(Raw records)
begin

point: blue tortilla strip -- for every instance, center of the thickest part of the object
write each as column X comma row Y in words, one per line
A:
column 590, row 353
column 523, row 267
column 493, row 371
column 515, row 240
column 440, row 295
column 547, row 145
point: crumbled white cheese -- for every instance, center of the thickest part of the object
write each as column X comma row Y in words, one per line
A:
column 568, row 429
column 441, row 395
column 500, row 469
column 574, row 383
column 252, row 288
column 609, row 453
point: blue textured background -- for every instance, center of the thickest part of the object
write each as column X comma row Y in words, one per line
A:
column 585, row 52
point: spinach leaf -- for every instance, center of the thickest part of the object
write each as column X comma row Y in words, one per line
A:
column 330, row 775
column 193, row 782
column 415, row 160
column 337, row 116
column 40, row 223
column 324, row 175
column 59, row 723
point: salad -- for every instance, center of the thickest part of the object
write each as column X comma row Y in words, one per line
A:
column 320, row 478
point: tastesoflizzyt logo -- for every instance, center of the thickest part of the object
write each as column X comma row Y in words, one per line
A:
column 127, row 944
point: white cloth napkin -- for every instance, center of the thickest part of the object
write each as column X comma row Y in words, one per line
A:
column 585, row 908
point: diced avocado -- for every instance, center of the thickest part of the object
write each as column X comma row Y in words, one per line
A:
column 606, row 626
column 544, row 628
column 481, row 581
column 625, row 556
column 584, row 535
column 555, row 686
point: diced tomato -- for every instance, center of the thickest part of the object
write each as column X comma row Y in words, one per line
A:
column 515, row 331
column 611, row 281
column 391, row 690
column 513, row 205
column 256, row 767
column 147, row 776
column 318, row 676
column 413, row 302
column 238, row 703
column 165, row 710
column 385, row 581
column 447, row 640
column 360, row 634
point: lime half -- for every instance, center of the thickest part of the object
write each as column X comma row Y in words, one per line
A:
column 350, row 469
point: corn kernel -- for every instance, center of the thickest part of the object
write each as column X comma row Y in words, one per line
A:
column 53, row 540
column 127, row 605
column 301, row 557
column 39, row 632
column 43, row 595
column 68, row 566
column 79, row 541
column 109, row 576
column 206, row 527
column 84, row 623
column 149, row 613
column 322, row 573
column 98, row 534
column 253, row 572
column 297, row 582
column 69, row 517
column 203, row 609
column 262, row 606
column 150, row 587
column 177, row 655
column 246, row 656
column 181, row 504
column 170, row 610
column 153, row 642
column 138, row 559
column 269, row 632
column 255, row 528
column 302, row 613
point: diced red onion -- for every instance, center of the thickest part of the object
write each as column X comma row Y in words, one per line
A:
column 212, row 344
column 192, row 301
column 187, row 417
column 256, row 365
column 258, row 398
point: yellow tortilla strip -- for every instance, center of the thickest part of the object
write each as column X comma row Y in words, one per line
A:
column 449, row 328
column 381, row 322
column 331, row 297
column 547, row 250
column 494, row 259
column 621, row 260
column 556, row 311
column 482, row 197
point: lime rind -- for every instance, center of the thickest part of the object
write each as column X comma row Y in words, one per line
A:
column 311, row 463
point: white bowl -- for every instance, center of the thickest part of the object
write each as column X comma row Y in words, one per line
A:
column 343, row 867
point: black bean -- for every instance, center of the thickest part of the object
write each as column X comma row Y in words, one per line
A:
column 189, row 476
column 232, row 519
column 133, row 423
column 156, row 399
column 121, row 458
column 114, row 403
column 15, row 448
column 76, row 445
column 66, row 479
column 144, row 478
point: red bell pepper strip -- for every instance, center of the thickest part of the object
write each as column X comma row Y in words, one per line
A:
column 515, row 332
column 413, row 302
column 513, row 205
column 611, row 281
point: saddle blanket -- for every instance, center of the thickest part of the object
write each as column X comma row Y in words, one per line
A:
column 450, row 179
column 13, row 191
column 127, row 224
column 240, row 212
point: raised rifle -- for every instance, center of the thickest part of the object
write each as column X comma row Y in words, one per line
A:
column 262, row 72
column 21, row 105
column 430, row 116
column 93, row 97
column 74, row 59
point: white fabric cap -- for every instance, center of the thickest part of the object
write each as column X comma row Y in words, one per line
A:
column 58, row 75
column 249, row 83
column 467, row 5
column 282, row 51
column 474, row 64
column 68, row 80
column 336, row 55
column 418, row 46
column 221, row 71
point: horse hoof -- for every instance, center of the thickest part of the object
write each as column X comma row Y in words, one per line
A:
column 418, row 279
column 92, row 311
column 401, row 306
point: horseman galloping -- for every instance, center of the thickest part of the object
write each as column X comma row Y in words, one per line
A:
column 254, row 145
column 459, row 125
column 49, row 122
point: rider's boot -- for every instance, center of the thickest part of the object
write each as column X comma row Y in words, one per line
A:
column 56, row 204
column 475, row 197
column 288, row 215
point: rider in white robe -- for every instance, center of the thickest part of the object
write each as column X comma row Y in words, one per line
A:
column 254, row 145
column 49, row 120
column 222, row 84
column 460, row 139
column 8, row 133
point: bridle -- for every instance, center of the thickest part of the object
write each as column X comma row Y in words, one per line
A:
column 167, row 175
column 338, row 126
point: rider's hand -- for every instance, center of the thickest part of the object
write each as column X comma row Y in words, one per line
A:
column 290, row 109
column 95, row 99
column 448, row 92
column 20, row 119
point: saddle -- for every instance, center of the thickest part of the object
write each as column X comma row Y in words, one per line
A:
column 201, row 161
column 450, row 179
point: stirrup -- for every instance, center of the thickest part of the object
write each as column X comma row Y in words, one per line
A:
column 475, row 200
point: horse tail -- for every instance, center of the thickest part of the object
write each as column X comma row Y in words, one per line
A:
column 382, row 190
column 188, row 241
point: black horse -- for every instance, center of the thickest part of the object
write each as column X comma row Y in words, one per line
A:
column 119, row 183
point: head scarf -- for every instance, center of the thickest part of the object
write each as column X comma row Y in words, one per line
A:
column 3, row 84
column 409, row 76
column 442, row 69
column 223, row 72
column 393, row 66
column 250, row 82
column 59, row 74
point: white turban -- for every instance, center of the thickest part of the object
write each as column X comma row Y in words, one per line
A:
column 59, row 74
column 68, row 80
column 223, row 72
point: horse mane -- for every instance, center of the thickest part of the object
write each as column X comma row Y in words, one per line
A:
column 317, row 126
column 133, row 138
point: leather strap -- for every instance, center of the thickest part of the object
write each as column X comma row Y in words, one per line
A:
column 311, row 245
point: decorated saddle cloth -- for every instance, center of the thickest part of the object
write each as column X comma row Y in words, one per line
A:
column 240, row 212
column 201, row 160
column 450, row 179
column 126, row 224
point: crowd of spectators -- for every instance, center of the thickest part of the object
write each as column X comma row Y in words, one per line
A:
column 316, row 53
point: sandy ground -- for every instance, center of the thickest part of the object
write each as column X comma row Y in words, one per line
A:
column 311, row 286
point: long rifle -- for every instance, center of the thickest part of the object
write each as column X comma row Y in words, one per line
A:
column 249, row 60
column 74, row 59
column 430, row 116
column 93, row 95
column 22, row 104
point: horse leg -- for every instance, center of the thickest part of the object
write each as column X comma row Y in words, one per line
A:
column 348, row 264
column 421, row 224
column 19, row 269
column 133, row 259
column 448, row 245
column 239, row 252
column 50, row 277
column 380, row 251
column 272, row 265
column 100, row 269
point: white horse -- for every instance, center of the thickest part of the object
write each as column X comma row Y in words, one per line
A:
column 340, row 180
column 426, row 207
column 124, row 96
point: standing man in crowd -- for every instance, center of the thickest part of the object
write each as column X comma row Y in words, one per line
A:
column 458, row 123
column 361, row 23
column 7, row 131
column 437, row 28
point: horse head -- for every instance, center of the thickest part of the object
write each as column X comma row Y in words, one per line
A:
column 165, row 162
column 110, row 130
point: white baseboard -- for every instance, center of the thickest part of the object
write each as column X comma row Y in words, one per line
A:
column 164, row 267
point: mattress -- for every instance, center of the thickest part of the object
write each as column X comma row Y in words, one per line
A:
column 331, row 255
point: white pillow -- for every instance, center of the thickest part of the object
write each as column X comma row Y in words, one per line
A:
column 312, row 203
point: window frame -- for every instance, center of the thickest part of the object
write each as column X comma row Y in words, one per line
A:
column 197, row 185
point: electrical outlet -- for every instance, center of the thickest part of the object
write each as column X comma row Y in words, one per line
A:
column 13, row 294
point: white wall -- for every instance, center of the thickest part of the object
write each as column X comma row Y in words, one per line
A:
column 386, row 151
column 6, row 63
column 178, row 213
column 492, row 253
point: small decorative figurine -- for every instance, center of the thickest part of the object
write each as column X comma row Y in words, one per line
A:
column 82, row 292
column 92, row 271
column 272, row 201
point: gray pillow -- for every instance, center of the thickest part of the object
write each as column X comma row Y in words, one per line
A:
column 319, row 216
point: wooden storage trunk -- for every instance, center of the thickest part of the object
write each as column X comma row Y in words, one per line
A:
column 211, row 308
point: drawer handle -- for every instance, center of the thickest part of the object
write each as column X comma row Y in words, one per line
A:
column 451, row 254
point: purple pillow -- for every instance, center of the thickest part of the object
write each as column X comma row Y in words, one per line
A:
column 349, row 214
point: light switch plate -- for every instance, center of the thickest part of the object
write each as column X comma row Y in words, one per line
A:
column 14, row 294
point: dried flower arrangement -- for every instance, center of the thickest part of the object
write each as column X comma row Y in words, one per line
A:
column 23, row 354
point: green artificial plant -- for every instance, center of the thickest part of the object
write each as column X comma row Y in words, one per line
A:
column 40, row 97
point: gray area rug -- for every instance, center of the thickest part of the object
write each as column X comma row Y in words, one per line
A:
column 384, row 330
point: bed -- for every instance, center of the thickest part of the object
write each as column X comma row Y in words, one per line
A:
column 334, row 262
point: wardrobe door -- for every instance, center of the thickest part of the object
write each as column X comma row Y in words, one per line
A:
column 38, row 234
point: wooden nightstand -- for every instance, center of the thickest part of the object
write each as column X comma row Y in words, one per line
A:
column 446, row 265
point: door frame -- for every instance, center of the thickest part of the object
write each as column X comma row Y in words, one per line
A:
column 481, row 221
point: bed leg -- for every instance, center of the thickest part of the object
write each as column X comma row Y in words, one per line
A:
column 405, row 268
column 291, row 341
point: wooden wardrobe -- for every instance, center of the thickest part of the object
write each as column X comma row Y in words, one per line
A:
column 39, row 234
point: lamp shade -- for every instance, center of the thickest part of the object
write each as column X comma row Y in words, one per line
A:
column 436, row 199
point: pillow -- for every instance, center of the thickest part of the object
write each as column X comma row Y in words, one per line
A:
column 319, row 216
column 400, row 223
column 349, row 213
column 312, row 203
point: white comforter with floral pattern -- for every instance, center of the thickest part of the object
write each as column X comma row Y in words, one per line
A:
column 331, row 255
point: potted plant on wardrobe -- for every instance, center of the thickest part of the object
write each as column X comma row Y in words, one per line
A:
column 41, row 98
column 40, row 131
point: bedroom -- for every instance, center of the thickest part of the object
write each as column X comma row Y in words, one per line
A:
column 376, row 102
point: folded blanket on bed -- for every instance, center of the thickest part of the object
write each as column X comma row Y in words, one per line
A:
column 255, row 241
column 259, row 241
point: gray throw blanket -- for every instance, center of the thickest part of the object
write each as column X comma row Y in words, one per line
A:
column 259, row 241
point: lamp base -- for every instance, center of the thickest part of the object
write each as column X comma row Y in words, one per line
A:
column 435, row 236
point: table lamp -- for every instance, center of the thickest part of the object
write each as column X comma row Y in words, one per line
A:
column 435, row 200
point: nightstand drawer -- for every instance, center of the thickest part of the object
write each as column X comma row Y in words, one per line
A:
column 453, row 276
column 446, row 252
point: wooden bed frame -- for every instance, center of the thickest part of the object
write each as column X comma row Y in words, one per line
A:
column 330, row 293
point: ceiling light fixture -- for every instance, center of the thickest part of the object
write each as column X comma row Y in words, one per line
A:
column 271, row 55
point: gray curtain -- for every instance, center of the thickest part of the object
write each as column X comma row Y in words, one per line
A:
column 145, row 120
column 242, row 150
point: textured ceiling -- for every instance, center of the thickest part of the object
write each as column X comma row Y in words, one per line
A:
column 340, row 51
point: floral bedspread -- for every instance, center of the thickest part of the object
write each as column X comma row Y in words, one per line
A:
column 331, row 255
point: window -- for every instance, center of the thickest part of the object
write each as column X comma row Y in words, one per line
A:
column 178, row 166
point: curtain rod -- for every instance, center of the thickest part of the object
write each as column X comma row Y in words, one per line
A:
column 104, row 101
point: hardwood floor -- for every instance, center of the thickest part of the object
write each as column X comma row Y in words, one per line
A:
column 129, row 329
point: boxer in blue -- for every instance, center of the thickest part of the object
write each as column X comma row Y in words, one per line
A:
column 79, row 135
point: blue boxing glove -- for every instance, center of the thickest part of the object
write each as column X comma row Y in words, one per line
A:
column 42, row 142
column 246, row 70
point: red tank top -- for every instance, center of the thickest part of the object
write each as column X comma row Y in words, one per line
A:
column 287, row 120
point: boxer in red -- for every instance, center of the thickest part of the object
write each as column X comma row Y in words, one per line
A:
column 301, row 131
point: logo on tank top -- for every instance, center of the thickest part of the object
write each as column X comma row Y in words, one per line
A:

end

**Stated exercise:** Starting with the first line above and going on through the line with "column 585, row 52", write those lines out again, swapping "crumbled white cheese" for "shredded white cheese" and leaving everything else as it is.

**Reply to the task:**
point: blue tortilla strip -- for every instance, center of the thickest part of the object
write each as column X comma row Y in words, one per line
A:
column 590, row 353
column 523, row 267
column 493, row 371
column 515, row 240
column 440, row 295
column 547, row 145
point: shredded white cheese -- for every instance, center of the thickest part of the object
write each as column X comma row Y in words, one per line
A:
column 568, row 429
column 441, row 395
column 500, row 469
column 574, row 383
column 252, row 288
column 609, row 453
point: blue textured background -- for every instance, center of the thickest part of the object
write each as column X comma row Y in words, one per line
A:
column 585, row 52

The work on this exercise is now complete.